REQUIRED WORK =
Answer these questions from the passage on anoxygenic photosynthesis:
1. What reductant does the passage give as an example used in place of water?
2. Which protein does it name as capturing light energy in some archaea?
3. In which groups are type II reaction centers found?

READING PASSAGE =

Bacterial anoxygenic photosynthesis differs from the better known oxygenic photosynthesis in plants by the reductant used (e.g. hydrogen sulfide instead of water) and the byproduct generated (e.g. elemental sulfur instead of molecular oxygen).

Bacteria and archaea
Several groups of bacteria can conduct anoxygenic photosynthesis: green sulfur bacteria (GSB), red and green filamentous phototrophs (FAPs e.g. Chloroflexia), purple bacteria, acidobacteriota, and heliobacteria.

Some archaea (e.g. Halobacterium) capture light energy for metabolic function and are thus phototrophic but none are known to "fix" carbon (i.e. be photosynthetic). Instead of a chlorophyll-type receptor and electron transport chain, proteins such as halorhodopsin capture light energy with the aid of diterpenes to move ions against a gradient and produce ATP via chemiosmosis in the manner of mitochondria.

Pigments
The pigments used to carry out anaerobic photosynthesis are similar to chlorophyll but differ in molecular detail and peak wavelength of light absorbed. Bacteriochlorophylls a through g absorb electromagnetic radiation maximally in the near-infrared within their natural membrane milieu. This differs from chlorophyll a, the predominant plant and cyanobacteria pigment, which has peak absorption wavelength approximately 100 nanometers shorter (in the red portion of the visible spectrum).

Reaction centers
There are two main types of anaerobic photosynthetic electron transport chains in bacteria. The type I reaction centers are found in GSB, Chloracidobacterium, and Heliobacteria, while the type II reaction centers are found in FAPs and purple bacteria.

ENTRIES SHOWN =
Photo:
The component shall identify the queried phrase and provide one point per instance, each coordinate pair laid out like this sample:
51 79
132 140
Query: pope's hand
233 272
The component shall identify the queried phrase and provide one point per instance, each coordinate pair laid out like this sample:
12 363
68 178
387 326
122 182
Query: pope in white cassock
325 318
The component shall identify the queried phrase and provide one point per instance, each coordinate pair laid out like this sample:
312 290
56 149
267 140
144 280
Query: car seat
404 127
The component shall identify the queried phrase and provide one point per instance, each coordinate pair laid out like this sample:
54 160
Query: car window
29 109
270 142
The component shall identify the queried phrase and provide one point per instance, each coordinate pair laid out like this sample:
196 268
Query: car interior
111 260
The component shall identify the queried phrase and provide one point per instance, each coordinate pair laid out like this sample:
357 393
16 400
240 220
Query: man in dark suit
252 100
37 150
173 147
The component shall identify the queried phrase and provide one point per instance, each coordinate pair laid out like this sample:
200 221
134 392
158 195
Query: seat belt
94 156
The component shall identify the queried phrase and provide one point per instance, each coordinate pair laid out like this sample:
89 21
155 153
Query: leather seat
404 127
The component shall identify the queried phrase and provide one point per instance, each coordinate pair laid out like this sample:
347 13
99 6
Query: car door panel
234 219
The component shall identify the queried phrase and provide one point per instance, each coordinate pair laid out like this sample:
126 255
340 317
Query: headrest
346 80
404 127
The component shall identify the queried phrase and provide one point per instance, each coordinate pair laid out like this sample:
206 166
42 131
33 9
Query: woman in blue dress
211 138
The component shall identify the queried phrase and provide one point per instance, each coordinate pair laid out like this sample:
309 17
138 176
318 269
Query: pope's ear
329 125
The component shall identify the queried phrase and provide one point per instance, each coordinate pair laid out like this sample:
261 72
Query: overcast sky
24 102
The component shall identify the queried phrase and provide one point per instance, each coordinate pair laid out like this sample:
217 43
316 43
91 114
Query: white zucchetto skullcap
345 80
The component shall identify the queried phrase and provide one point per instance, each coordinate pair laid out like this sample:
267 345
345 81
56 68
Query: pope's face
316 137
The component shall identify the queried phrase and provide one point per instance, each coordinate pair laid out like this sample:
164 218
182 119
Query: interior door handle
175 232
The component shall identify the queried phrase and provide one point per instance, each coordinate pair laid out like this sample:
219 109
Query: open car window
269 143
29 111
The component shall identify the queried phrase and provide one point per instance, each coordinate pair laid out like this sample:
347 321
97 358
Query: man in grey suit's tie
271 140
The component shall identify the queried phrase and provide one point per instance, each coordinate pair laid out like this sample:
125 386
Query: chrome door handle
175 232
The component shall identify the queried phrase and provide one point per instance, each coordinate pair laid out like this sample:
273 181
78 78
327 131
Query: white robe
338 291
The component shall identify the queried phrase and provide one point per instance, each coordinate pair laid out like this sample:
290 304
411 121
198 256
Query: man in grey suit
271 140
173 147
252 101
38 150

RESPONSE TO THIS EXERCISE =
1. Hydrogen sulfide
2. Halorhodopsin
3. FAPs and purple bacteria